*ENUNCIADO DA TAREFA:* No texto sobre a barreira sanitária da aldeia Mundo Novo, em que data a barreira foi instalada na entrada da aldeia?

Barreira sanitária impede entrada do coronavírus na aldeia Mundo Novo
Daniela Teodózio Tabajara tinha 30 anos, era liderança de seu povo e trabalhava como Agente de Saúde Indígena. Ela foi a primeira vítima da Covid-19 entre os povos indígenas do Ceará. Daniela morava em Grota Verde, uma das 36 aldeias da Terra Indígena da Serra das Matas, localizada dentro dos limites do município de Tamboril. Na mesma TI está a aldeia Mundo Novo, a 18 km da sede da cidade de Monsenhor Tabosa.
A morte de Daniela levou luto e apreensão aos parentes. Naquele momento, pouco se sabia sobre o novo coronavírus e a doença que ele provocava, mas a ameaça foi se materializando na perda de Daniela e em cada novo caso de infecção que aparecia nas aldeias do território. Conscientes de sua imunidade mais frágil, pelo contato menos frequente com os não-indígenas, as lideranças de Mundo Novo se reuniram para traçar estratégias de proteção.
No dia 6 de maio de 2020 instalaram uma barreira sanitária na entrada da aldeia. “Nós temos 17 homens, que têm o nome de Guardiões da Fronteira, e eles fazem o rodízio. Todo dia vão dois ou três, e ficam de seis da manhã às seis da tarde. Graças ao nosso pai Tupã que até hoje nunca teve um caso de Covi-19 aqui”, compartilha Teka Potyguara, uma das lideranças de Mundo Novo.

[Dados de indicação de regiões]
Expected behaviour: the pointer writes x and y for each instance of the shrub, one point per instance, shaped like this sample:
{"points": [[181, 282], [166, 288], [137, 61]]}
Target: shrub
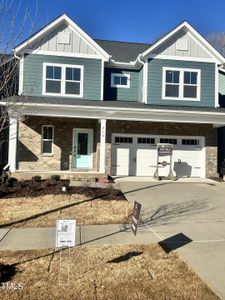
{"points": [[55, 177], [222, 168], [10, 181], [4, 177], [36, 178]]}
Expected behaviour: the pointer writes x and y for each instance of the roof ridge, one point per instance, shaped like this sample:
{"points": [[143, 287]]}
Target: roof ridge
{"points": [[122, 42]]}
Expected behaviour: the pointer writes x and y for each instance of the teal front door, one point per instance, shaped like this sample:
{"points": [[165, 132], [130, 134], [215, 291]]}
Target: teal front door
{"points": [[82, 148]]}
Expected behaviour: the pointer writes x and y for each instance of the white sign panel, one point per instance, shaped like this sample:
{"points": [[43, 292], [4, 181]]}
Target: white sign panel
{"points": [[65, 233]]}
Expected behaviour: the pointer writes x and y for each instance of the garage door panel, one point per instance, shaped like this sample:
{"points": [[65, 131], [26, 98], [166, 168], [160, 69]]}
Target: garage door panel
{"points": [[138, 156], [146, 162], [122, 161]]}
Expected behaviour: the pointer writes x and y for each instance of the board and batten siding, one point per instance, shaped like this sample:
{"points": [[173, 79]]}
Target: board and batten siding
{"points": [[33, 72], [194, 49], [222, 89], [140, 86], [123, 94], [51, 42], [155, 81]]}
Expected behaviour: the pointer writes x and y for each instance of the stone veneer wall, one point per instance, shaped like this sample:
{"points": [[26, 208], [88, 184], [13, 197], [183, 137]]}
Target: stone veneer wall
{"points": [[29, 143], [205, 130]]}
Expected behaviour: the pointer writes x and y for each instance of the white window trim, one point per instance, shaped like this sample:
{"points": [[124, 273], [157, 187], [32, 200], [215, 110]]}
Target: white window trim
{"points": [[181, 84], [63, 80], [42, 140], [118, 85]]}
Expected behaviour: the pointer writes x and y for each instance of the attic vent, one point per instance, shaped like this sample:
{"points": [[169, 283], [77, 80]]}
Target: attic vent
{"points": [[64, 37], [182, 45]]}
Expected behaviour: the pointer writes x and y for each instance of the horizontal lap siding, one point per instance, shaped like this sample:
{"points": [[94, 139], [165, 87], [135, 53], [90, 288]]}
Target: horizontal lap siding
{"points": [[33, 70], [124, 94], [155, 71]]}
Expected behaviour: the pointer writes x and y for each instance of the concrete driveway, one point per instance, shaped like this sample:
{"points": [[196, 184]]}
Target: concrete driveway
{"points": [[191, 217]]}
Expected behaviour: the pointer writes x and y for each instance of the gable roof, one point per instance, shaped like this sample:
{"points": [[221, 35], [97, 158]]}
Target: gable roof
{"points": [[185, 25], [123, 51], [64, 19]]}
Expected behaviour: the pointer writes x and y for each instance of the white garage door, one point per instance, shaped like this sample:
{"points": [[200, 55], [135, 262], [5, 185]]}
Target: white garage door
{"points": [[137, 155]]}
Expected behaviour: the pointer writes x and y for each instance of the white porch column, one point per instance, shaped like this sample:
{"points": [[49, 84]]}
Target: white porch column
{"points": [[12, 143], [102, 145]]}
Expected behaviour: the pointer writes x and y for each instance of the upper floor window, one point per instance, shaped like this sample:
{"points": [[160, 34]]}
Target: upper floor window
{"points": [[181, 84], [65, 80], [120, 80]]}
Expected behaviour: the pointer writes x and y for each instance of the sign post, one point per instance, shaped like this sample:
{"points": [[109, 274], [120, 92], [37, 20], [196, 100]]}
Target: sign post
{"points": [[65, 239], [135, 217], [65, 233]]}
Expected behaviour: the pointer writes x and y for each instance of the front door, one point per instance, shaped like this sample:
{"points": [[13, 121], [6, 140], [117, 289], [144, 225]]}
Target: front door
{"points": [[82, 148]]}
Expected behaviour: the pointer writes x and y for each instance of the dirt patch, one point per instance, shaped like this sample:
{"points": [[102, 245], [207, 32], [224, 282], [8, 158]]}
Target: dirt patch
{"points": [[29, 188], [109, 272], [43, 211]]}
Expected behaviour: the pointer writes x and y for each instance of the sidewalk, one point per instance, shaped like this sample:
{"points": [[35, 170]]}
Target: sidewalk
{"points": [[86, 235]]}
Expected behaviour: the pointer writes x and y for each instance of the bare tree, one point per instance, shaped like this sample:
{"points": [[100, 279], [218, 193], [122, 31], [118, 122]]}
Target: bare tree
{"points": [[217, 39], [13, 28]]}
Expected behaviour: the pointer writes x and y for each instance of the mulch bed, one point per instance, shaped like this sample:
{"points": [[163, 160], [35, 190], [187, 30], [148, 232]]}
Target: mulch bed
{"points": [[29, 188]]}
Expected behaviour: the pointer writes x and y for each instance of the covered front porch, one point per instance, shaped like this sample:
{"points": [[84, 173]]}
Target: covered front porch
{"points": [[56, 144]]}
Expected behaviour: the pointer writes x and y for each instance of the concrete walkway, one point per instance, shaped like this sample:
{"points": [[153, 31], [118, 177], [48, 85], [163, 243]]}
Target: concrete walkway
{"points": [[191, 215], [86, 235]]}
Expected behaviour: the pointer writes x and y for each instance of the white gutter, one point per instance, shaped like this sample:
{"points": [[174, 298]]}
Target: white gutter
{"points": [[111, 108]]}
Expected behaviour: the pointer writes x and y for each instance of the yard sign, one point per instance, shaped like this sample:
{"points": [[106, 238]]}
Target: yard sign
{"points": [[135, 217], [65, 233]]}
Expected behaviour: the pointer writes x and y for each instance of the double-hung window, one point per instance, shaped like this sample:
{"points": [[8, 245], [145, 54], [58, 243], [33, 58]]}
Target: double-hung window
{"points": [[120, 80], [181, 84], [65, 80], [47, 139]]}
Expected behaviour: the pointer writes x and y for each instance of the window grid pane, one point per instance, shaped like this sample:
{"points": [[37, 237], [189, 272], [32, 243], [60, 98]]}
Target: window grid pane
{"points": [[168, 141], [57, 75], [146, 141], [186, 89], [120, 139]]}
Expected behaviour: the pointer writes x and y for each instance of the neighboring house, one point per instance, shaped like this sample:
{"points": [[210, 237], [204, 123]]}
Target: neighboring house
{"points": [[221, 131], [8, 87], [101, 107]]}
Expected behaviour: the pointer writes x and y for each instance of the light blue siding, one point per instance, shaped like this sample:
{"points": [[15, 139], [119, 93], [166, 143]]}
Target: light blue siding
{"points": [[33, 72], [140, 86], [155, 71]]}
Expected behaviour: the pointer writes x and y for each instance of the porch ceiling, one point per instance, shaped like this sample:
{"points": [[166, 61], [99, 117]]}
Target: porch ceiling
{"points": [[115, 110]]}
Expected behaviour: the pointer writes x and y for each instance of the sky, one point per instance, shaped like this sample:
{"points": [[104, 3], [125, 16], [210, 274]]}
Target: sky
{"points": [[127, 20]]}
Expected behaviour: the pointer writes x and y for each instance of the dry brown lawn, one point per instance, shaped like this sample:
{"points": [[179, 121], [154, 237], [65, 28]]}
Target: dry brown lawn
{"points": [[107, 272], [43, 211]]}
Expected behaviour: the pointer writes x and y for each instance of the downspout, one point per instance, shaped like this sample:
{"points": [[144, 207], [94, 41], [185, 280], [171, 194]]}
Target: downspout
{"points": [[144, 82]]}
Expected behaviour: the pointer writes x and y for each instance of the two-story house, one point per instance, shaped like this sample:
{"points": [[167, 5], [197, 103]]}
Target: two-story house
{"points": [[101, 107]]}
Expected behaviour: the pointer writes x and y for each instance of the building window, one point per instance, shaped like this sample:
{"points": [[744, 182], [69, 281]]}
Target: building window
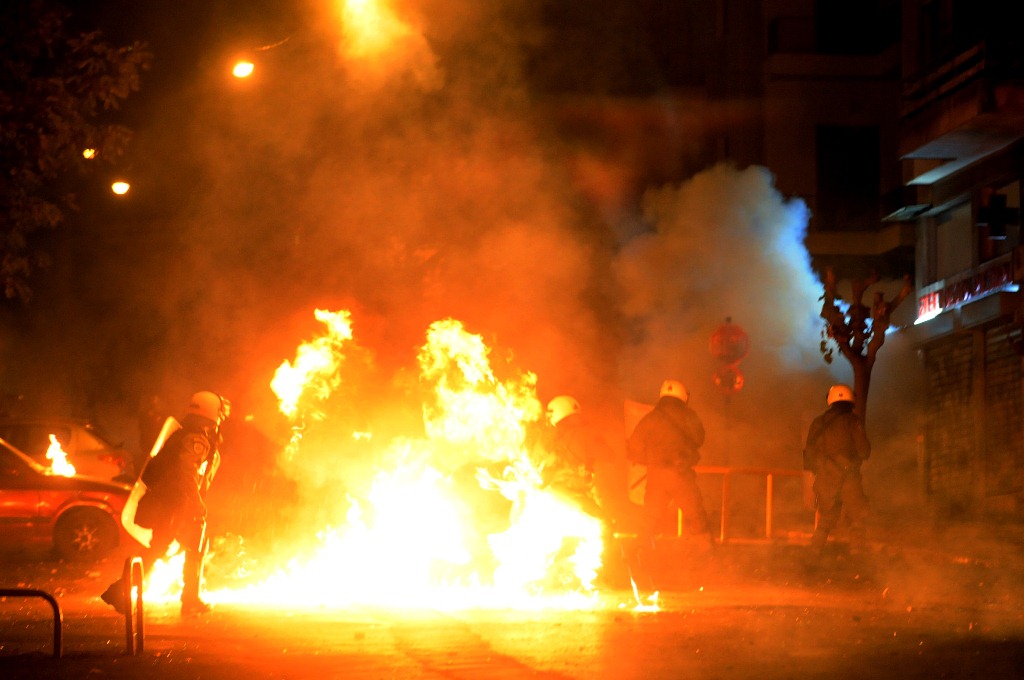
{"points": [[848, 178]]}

*RESPOSTA:* Em 6 de maio de 2020.